Stop after the line holding "positive clicks: (349, 11) (347, 3)". Repeat exactly every line before it in the records below, that line too, and leave out the pictures.

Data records
·····
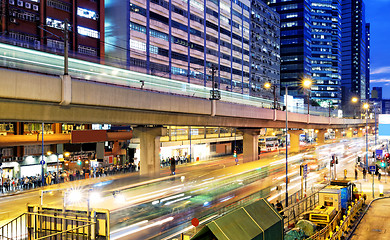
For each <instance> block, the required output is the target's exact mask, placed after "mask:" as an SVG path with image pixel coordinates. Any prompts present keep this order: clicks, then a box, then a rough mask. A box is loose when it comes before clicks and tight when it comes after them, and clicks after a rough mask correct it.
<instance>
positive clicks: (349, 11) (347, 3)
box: [341, 0, 369, 116]
mask: <svg viewBox="0 0 390 240" xmlns="http://www.w3.org/2000/svg"><path fill="white" fill-rule="evenodd" d="M341 29H342V43H341V44H342V53H341V54H342V77H341V84H342V91H343V99H342V105H343V110H344V115H346V116H348V115H351V112H353V110H351V104H350V101H351V98H352V97H358V98H359V99H360V100H361V101H365V100H366V99H367V98H368V96H369V95H368V94H369V89H368V87H369V83H368V79H367V69H368V68H367V62H368V57H369V55H368V53H367V49H368V48H367V40H368V37H367V33H368V32H369V27H368V28H367V26H366V20H365V7H364V2H363V0H343V1H342V26H341ZM352 107H354V106H352Z"/></svg>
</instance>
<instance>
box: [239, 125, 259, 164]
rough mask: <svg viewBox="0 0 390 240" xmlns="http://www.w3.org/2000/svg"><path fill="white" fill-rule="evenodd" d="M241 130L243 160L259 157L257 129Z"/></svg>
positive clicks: (251, 158) (258, 136)
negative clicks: (241, 134) (243, 148)
mask: <svg viewBox="0 0 390 240" xmlns="http://www.w3.org/2000/svg"><path fill="white" fill-rule="evenodd" d="M241 131H242V132H243V148H244V149H243V159H244V160H243V161H244V163H245V162H252V161H256V160H258V159H259V135H260V130H259V129H241Z"/></svg>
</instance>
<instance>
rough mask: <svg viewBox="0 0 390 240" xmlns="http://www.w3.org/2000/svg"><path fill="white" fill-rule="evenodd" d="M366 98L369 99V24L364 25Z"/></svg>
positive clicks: (369, 56)
mask: <svg viewBox="0 0 390 240" xmlns="http://www.w3.org/2000/svg"><path fill="white" fill-rule="evenodd" d="M366 98H367V99H368V98H370V24H369V23H366Z"/></svg>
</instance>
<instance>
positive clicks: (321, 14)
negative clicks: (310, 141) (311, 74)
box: [311, 0, 341, 107]
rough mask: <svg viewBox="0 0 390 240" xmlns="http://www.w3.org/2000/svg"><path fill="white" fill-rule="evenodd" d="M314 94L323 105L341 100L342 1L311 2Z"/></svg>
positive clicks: (312, 69) (325, 106)
mask: <svg viewBox="0 0 390 240" xmlns="http://www.w3.org/2000/svg"><path fill="white" fill-rule="evenodd" d="M311 19H312V21H311V24H312V28H311V42H312V45H311V71H312V77H313V86H312V87H311V97H312V99H313V100H315V101H316V102H317V103H319V104H320V105H321V106H323V107H328V106H329V105H332V106H338V105H339V104H340V100H341V88H340V86H341V4H340V0H312V2H311Z"/></svg>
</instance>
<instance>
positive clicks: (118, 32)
mask: <svg viewBox="0 0 390 240" xmlns="http://www.w3.org/2000/svg"><path fill="white" fill-rule="evenodd" d="M105 8H106V9H105V11H106V20H105V22H106V25H105V27H106V29H105V34H106V55H107V58H109V59H108V60H109V61H113V58H114V59H117V63H118V64H125V65H127V66H128V68H129V69H130V70H134V71H138V72H144V73H148V74H153V75H158V76H163V77H167V78H172V79H176V80H181V81H184V82H188V83H195V84H200V85H204V86H209V87H211V85H212V84H211V83H212V74H211V70H212V68H215V69H216V71H215V82H216V83H217V86H218V87H219V88H220V89H222V90H228V91H233V92H237V93H242V94H249V93H250V91H251V90H250V78H249V76H250V62H251V60H250V54H249V51H250V17H251V16H250V2H249V1H248V0H234V1H227V0H222V1H216V0H151V1H147V0H128V1H106V2H105ZM107 58H106V60H107Z"/></svg>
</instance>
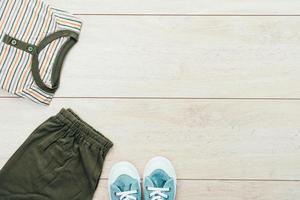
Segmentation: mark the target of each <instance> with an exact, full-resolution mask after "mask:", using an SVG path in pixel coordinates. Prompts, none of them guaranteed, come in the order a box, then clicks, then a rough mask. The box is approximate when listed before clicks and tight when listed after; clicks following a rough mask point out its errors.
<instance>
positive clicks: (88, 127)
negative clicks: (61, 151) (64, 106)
mask: <svg viewBox="0 0 300 200" xmlns="http://www.w3.org/2000/svg"><path fill="white" fill-rule="evenodd" d="M56 117H57V118H58V119H59V120H60V121H61V122H63V123H64V124H66V125H68V126H69V127H70V128H71V129H73V130H74V131H75V132H77V133H78V134H81V135H82V136H83V137H84V139H85V140H87V141H88V142H89V143H92V144H93V145H97V146H98V147H100V148H102V150H103V152H104V153H107V151H108V150H109V149H110V148H111V147H112V146H113V143H112V142H111V141H110V140H109V139H108V138H106V137H105V136H104V135H102V134H101V133H100V132H98V131H97V130H95V129H94V128H93V127H92V126H90V125H89V124H87V123H86V122H84V121H83V120H82V119H81V118H80V117H79V116H78V115H76V114H75V113H74V112H73V111H72V110H71V109H64V108H63V109H61V111H60V112H59V113H58V114H57V115H56Z"/></svg>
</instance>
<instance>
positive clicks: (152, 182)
mask: <svg viewBox="0 0 300 200" xmlns="http://www.w3.org/2000/svg"><path fill="white" fill-rule="evenodd" d="M149 179H151V181H150V182H151V183H152V184H153V187H157V188H164V187H165V185H166V183H168V181H169V180H170V179H171V178H170V177H169V176H168V175H167V174H166V173H165V172H164V171H163V170H155V171H154V172H152V174H151V175H150V176H149Z"/></svg>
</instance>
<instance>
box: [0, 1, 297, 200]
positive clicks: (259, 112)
mask: <svg viewBox="0 0 300 200" xmlns="http://www.w3.org/2000/svg"><path fill="white" fill-rule="evenodd" d="M50 3H51V4H52V5H54V6H55V7H58V8H62V9H66V10H69V11H71V12H73V13H75V14H76V15H77V16H78V17H79V18H81V19H82V20H83V22H84V25H83V31H82V34H81V37H80V41H79V43H78V44H77V45H76V46H75V47H74V49H73V50H72V51H71V53H70V54H69V55H68V57H67V60H66V61H65V65H64V70H63V73H62V82H61V87H60V89H59V91H58V92H57V94H56V98H55V99H54V100H53V103H52V104H51V106H49V107H44V106H39V105H35V104H33V103H31V102H29V101H25V100H23V99H20V98H17V97H13V96H12V95H9V94H7V93H4V92H1V93H0V111H1V113H2V114H1V115H0V124H1V126H0V137H1V139H0V146H1V150H0V167H2V166H3V165H4V164H5V162H6V161H7V159H8V158H9V157H10V156H11V155H12V154H13V152H14V151H15V150H16V149H17V148H18V147H19V146H20V145H21V144H22V143H23V141H24V140H25V139H26V138H27V136H28V135H29V134H30V132H31V131H32V130H33V129H34V128H35V127H37V126H38V125H39V124H40V123H41V122H42V121H44V120H45V119H46V118H47V117H49V116H51V115H54V114H56V113H57V112H58V111H59V110H60V109H61V108H62V107H71V108H72V109H74V110H75V111H76V112H77V113H78V114H79V115H80V116H81V117H82V118H83V119H84V120H86V121H87V122H89V123H90V124H92V125H93V126H94V127H95V128H96V129H98V130H100V131H101V132H102V133H103V134H105V135H106V136H107V137H109V138H110V139H111V140H112V141H113V142H114V143H115V146H114V148H113V149H112V151H111V152H110V153H109V154H108V156H107V160H106V162H105V166H104V172H103V174H102V176H101V181H100V185H99V188H98V189H97V192H96V195H95V198H94V199H95V200H98V199H100V200H101V199H102V200H108V195H107V176H108V171H109V169H110V167H111V166H112V165H113V164H114V163H116V162H118V161H121V160H129V161H131V162H133V163H134V164H135V165H136V166H137V168H138V169H139V171H140V172H141V173H142V171H143V167H144V166H145V164H146V162H147V161H148V159H150V158H151V157H153V156H156V155H164V156H166V157H168V158H170V159H171V160H172V162H173V164H174V166H175V168H176V171H177V175H178V198H177V199H179V200H200V199H203V200H298V199H300V190H299V188H300V53H299V52H300V31H299V30H300V29H299V24H300V2H299V1H294V0H277V1H275V0H274V1H273V2H271V1H265V2H262V1H260V0H244V1H242V0H229V1H228V0H226V1H225V0H185V1H182V0H172V1H159V0H151V1H149V0H114V1H112V0H72V1H65V0H50Z"/></svg>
·····
COMPLETED TASK:
For each <instance> block, the required output is the target's exact mask, placed after "mask:" as an SVG path with image pixel coordinates. Any prompts present keep this order: clicks, then a box, then a rough mask. A box is loose when it comes before clicks and tight when it comes after them, and clicks after a rough mask correct it.
<instance>
positive clicks: (349, 11) (347, 3)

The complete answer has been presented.